[[ Excerpt, beginning ]]

And so we see companies as they’re the data handmaidens of government and individuals too. So individuals — you’ve got an ex who’s angry at a lover, tells law enforcement “I think my ex had an abortion. Here are the texts she sent me. Here’s — I have spyware on her phone that says exactly what she’s doing.” And — opened a door to the surveillance of intimate life that — we can close it. So I’ve been working with folks on the American Data Protection and Privacy Protection Act and My Body My Health. There are various innovations happening on the hill. We’ll see what happens. But we need special protection for intimate information. And so it’s so essential to figure out who we are that I hope that we see developments on the hill come to something. I hope that was helpful Paul.
Paul Rosenzweig: Okay. Well, it’s helpful. Give me a little more specifics. What are the — you’re obviously concerned about the growth of a prosecution potentiality. That’s kind of — I mean, that’s a political question that’s not really tied directly to the data issue. Let me ask it this way. Are your data concerns about abortion unique to abortion or do you see the same concerns about the whole panoply of intimacy privacy that you’ve defined, whether it’s transgenderism, marriage, sexual orientation, whatever?
Danielle Citron: Absolutely. Right. Because I wrote my book —
Paul Rosenzweig: Is there something unique about abortions, I guess?
Danielle Citron: Totally. And, you know, it’s interesting and you’re so right. That is, I can’t dictate what state legislators are going to do, and it’s in their judgment and assessment that it’s going to be criminal law. With a warrant, you would think this is perfectly appropriate. And so — and the Supreme Court said, “Look, there’s no constitutional right — at least in the United States Constitution — right to — there’s no right to privacy or right to bodily autonomy that they so recognize in the Fourteenth Amendment’s due process clause.” So — but my — so I wrote my book and have been working on intimate —
Jane Bambauer: Oh bummer.
Paul Rosenzweig: It was going to be an interesting point. I’m sure.
Danielle Citron: My concerns remain —
Paul Rosenzweig: Here we go.
Danielle Citron: Are we back?
Paul Rosenzweig: Yeah. Repeat the last two sentences.
Danielle Citron: Of course. I’m sorry. So I wrote my book before Dobbs came down and before the leak of the draft. And so my concerns — let me just give you a few examples because I think they always help us kind of wrap our heads around why I care about intimate privacy. So individuals will deprive each other of intimate privacy, and it’s often men depriving women and girls and children of their intimate privacy. And what I mean by that is there are 9,500 sites right now, many of them hosted in the United States, that hawk intimate images of people without their consent. So up-skirt photos, down-blouse photos, intimate images, so nude or sexually explicit photos. And it’s not always an ex. It could be a deep fake sex video when a woman’s face is morphed into porn.

[[ Excerpt, end ]]
[[ Provided material, beginning ]]

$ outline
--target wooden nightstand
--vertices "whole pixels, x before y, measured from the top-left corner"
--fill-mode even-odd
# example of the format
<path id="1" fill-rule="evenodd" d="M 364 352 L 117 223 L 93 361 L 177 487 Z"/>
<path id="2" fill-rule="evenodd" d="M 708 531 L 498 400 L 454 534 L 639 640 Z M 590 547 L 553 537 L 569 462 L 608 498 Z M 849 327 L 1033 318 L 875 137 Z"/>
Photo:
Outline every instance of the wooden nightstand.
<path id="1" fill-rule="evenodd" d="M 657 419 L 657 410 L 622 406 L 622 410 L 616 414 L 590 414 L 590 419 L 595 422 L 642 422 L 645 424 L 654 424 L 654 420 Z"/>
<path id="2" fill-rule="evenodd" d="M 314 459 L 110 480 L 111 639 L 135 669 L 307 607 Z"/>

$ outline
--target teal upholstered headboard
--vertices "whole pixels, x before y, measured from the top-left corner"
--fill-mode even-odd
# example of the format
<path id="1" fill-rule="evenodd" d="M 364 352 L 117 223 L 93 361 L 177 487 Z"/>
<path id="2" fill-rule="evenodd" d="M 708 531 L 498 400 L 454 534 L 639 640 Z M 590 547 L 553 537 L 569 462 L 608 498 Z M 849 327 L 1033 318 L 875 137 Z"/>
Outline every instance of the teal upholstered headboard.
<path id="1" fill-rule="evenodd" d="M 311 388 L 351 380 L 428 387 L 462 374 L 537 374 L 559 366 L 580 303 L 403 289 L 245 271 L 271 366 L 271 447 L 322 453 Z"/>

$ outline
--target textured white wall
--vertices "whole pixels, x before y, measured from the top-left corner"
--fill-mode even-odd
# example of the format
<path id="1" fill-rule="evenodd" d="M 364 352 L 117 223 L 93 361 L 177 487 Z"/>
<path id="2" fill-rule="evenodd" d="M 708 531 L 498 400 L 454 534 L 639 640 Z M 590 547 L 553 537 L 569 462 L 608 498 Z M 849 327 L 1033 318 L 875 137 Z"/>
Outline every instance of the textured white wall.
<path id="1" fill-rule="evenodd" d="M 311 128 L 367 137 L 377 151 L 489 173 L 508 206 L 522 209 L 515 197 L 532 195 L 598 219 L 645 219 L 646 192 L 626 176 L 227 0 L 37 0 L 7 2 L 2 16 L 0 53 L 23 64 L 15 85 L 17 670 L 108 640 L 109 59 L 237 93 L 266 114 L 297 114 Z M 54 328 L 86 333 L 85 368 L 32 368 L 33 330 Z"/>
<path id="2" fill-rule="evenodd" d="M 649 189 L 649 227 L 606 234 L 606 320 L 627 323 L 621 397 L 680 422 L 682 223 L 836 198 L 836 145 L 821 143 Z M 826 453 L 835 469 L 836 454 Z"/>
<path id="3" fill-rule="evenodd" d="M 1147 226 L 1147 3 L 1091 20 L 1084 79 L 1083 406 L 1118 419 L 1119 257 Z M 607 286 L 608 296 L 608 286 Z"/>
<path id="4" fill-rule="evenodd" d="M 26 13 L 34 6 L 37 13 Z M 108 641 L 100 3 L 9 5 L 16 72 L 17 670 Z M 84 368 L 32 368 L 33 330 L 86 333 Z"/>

[[ Provided material, end ]]

### Requirement A
In the transcript, how many sites does Danielle Citron say are hawking intimate images of people without their consent?
### Requirement B
Reproduce the transcript's wording from "Paul Rosenzweig: It" to "last two sentences.".
Draw only on the transcript for your answers.

### Output A
9,500 sites

### Output B
Paul Rosenzweig: It was going to be an interesting point. I’m sure.
Danielle Citron: My concerns remain —
Paul Rosenzweig: Here we go.
Danielle Citron: Are we back?
Paul Rosenzweig: Yeah. Repeat the last two sentences.